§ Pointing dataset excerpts

**********

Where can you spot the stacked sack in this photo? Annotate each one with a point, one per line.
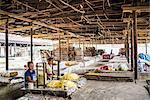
(64, 84)
(70, 76)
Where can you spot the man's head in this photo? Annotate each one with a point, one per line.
(30, 65)
(50, 60)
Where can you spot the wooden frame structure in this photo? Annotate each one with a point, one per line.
(106, 21)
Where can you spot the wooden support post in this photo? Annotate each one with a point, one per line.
(59, 49)
(58, 69)
(127, 46)
(79, 42)
(135, 44)
(146, 46)
(68, 49)
(92, 42)
(132, 49)
(31, 45)
(6, 43)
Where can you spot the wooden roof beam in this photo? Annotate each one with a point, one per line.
(20, 28)
(136, 8)
(34, 22)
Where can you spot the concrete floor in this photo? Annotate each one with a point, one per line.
(100, 90)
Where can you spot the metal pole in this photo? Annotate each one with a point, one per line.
(31, 46)
(6, 43)
(135, 44)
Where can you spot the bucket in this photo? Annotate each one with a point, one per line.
(30, 85)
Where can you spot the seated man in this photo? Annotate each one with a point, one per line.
(49, 69)
(30, 76)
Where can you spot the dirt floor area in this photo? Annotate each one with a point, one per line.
(100, 90)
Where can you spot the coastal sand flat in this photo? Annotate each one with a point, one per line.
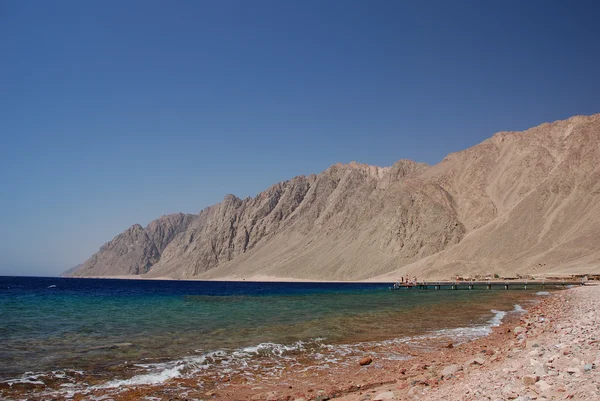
(555, 357)
(551, 353)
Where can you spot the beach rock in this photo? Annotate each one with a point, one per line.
(451, 370)
(543, 385)
(529, 380)
(387, 395)
(271, 396)
(476, 361)
(365, 361)
(519, 330)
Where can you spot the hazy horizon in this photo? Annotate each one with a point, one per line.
(118, 115)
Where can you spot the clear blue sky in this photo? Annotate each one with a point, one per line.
(117, 112)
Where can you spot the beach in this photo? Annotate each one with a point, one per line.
(549, 352)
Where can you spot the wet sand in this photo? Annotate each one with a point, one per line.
(551, 352)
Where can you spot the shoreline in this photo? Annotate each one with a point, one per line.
(493, 366)
(273, 279)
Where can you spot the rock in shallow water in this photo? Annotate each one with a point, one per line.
(365, 361)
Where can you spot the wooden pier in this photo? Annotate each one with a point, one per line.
(487, 285)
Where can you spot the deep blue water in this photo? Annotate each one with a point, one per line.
(49, 324)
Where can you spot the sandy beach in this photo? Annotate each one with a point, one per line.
(550, 352)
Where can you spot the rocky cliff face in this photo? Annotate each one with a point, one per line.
(518, 202)
(137, 249)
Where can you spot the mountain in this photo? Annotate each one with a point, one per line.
(518, 203)
(69, 272)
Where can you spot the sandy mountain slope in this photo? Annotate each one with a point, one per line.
(520, 202)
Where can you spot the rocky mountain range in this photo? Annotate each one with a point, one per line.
(517, 203)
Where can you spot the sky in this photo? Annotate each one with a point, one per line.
(118, 112)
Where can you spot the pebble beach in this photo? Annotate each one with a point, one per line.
(551, 352)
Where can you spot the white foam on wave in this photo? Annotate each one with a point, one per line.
(464, 334)
(273, 348)
(149, 378)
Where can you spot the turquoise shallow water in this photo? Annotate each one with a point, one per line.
(52, 324)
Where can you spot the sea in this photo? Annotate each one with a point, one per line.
(66, 334)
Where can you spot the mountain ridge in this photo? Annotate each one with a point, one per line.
(520, 202)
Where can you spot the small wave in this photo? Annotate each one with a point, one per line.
(464, 334)
(149, 378)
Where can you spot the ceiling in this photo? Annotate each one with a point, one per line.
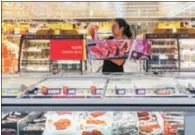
(97, 10)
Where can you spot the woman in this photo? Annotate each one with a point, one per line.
(120, 30)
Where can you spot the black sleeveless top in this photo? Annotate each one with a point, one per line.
(110, 67)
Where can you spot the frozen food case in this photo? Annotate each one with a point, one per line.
(96, 104)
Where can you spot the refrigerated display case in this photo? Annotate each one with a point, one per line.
(14, 85)
(164, 52)
(96, 104)
(35, 55)
(187, 52)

**********

§ EXERCISE
Rewrite the listing above as a numbered list with no blank lines, leaving out the pictures.

§ REPLY TO THE TASK
1. Where can you spot the stacked sack in this photo? Annotate each one with a point, one per line.
2. (64, 84)
3. (70, 76)
4. Where can you spot the man's head in this photo? Annotate each one with a point, one per line.
5. (30, 65)
6. (50, 60)
7. Where can you spot the wooden frame structure in this photo? Annotate each one with a point, one per line.
8. (106, 21)
9. Where can you spot the wooden support post in this photo? Annotate each one with a point, one per line.
10. (59, 49)
11. (58, 69)
12. (127, 46)
13. (79, 42)
14. (135, 44)
15. (146, 46)
16. (68, 49)
17. (92, 42)
18. (132, 49)
19. (31, 45)
20. (6, 43)
21. Where can you spot the wooden roof beam in this photo? Annotate each one with a point, one per line.
22. (20, 28)
23. (136, 8)
24. (34, 22)
25. Where can you spot the concrete floor in this photo? Annotate each one with a point, one per line.
26. (100, 90)
27. Where can you spot the metal pole in this photo? Annotate each one with a point, one per line.
28. (31, 46)
29. (6, 43)
30. (135, 44)
31. Where can you spot the bucket in this photo? Annotate each one with a point, one per line.
32. (30, 85)
33. Where can you spot the seated man in this photo? Annotate each one with a point, one per line.
34. (49, 69)
35. (30, 76)
36. Where can you spot the dirt floor area in this photo? Annotate each one with a point, one per line.
37. (100, 90)
38. Where can you spot the coastal sand flat in this photo? Annotate each one with a point, one per line.
39. (555, 357)
40. (551, 353)
41. Where can you spot the beach rock in this photo? Annotate each one with a point, one per line.
42. (451, 370)
43. (543, 385)
44. (529, 380)
45. (387, 395)
46. (271, 396)
47. (476, 361)
48. (365, 361)
49. (519, 330)
50. Where can you spot the hazy horizon in this photo? Annotate each one with a point, one per line.
51. (118, 115)
52. Where can you spot the clear blue sky in this photo? Annotate each one with a point, one per line.
53. (117, 112)
54. Where can you spot the beach in this photo? Annotate each one with a point, one per line.
55. (549, 352)
56. Where can you spot the wet sand in this photo? Annotate each one with a point, one per line.
57. (551, 352)
58. Where can you spot the shoreline in this photo? Annotate each one with a point, one per line.
59. (493, 366)
60. (273, 279)
61. Where can you spot the rock in shallow water in this photo? Annotate each one with a point, one per line.
62. (365, 361)
63. Where can you spot the wooden pier in this photo? Annotate each one with a point, one per line.
64. (487, 285)
65. Where can you spot the deep blue water in this photo? Annotate each one with a point, one per line.
66. (49, 324)
67. Where can you spot the sandy beach in this photo? Annotate each one with a point, one per line.
68. (550, 352)
69. Where can you spot the rocky cliff face in this photo? Annotate each one with a point, one per line.
70. (518, 202)
71. (137, 249)
72. Where can you spot the mountain in this photo? Annotate each one with a point, one per line.
73. (518, 203)
74. (69, 272)
75. Where can you spot the sandy mountain slope in this photo? Annotate each one with a point, one per line.
76. (520, 202)
77. Where can you spot the rocky mountain range in this photo? Annotate each one with a point, one per line.
78. (517, 203)
79. Where can you spot the sky in this photo? Annotate each one with a point, one per line.
80. (118, 112)
81. Where can you spot the pebble beach in this photo? Annotate each one with a point, one per line.
82. (551, 352)
83. Where can you spot the white foam on wave in this photo? Annotate each one with a point, one per line.
84. (464, 334)
85. (273, 348)
86. (149, 378)
87. Where can you spot the turquoise shallow water in this photo? Annotate each one with a point, one per line.
88. (52, 324)
89. Where can you spot the sea in this photo? Annotate each one with a point, one per line.
90. (66, 334)
91. Where can you spot the mountain ridge in this photo? Annotate each one with a point, one per line.
92. (520, 202)
93. Where can you spot the small wave in this photo? Annotate each one with a point, one per line.
94. (464, 334)
95. (149, 378)
96. Where can you spot the ceiling in this photo? Annotate each one with a point, one per line.
97. (97, 10)
98. Where can you spot the woman in this photo? Annotate each one with a point, one per line.
99. (120, 30)
100. Where can you spot the black sleeveless top in this photo? Annotate each one with a point, one per line.
101. (110, 67)
102. Where can you spot the frozen food case in this photo? Annotate each one with a point, one per line.
103. (96, 104)
104. Where can you spot the refrigerated display case in this photo? Annotate each one with a point, one per line.
105. (14, 85)
106. (164, 52)
107. (96, 104)
108. (35, 55)
109. (187, 52)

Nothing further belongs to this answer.